-- EXERCISE AIM --
List each line of the material below that contains the word "guitarist", copying every such line in full.

──────── STORED RECORDS

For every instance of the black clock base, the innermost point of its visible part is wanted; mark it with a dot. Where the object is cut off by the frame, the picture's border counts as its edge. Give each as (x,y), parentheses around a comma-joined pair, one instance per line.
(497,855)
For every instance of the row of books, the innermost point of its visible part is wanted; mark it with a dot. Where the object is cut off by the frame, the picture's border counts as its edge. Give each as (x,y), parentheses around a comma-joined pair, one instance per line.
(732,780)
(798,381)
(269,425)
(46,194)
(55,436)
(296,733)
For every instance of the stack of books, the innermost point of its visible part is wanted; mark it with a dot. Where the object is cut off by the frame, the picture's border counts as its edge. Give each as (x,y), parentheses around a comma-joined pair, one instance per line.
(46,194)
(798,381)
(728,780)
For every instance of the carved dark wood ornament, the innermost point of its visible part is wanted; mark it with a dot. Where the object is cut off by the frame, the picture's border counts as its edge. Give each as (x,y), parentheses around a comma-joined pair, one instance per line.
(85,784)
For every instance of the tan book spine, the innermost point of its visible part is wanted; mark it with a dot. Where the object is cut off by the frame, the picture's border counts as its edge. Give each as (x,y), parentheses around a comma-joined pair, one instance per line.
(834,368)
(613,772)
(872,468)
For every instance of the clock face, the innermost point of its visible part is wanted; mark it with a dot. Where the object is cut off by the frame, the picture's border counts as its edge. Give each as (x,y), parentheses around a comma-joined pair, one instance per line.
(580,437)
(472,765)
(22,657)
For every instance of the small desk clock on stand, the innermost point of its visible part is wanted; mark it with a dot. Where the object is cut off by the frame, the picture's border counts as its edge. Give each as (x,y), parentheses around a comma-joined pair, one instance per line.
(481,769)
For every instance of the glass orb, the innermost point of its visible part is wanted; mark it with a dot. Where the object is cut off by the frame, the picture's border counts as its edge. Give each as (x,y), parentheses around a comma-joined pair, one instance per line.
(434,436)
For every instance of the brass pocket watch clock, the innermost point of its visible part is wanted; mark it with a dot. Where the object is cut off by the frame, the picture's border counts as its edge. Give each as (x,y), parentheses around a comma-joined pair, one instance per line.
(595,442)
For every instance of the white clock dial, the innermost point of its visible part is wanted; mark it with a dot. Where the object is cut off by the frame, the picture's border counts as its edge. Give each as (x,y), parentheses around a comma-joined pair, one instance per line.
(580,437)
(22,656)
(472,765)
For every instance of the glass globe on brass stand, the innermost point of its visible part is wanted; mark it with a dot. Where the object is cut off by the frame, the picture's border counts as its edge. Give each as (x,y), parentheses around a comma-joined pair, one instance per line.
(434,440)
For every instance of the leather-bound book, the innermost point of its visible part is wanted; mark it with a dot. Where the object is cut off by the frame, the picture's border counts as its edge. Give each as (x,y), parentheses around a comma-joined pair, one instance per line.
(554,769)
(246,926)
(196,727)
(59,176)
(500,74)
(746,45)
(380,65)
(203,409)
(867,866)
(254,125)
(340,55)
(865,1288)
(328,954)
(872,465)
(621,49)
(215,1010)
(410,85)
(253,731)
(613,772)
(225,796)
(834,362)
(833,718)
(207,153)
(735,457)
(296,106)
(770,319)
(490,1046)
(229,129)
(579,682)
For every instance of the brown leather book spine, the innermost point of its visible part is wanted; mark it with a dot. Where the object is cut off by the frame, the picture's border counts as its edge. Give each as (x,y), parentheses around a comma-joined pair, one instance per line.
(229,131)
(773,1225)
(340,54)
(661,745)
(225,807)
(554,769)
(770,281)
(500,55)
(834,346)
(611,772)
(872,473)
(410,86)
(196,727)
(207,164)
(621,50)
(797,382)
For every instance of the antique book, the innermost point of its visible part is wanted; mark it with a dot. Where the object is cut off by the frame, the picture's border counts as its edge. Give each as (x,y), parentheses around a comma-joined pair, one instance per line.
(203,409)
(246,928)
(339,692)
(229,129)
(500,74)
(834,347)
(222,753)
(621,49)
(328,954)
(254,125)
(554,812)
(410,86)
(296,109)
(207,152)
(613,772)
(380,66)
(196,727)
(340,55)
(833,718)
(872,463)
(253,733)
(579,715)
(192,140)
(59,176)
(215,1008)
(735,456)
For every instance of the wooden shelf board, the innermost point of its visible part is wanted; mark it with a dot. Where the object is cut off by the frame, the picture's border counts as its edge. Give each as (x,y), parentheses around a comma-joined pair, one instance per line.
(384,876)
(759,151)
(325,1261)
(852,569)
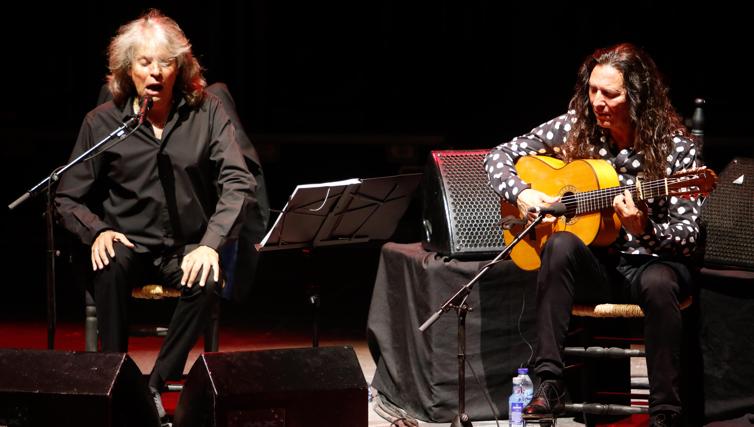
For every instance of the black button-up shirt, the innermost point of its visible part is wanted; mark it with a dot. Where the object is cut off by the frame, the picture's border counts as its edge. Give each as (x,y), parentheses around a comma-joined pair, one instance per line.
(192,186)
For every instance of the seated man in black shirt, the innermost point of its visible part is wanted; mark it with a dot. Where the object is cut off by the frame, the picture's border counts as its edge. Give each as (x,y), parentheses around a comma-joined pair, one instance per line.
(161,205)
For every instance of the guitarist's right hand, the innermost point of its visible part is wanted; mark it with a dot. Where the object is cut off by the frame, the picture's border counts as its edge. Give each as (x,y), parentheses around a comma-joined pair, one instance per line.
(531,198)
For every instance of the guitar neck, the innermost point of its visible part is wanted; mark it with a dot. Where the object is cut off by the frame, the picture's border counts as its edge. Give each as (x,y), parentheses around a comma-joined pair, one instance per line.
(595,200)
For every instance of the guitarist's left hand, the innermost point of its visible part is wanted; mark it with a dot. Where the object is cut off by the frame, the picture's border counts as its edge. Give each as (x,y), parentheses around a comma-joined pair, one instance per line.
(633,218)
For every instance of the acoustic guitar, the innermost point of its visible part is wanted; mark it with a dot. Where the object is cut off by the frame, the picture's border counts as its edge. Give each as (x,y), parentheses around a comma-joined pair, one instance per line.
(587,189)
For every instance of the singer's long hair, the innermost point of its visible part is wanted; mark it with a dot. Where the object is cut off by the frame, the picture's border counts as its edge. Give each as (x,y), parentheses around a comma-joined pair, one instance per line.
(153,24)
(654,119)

────────────────
──────── STORED RECORDS

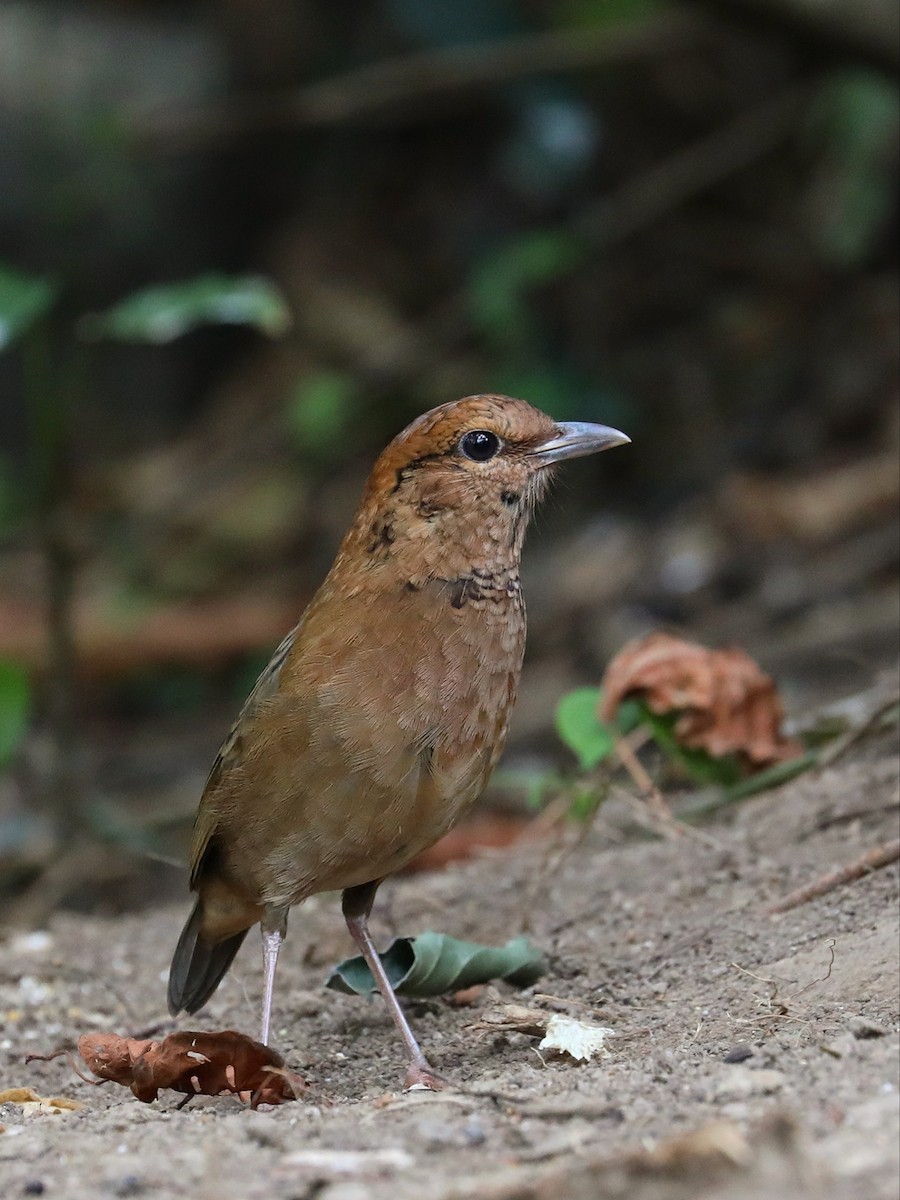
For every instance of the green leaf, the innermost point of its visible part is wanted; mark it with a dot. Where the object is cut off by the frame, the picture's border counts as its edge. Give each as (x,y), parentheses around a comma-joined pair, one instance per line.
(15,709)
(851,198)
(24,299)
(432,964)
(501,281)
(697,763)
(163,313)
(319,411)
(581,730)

────────────────

-- REPLY --
For every instance of the guitarist's right hand, the innermost point of its visible part is wanted; mark it with a dot. Where the object is cut off by the frame, the picture's border counts as its edge. Give each as (x,y), parentheses around a comma-joined pair, one instance per line.
For every instance of the guitarist's left hand, the innermost point of its visible part is wanted; mark it with a dot. Where the object is cut off by the frame, the picture's border counts as its edge. Give each as (x,y), parentheses around a comma-joined pair, one instance per line.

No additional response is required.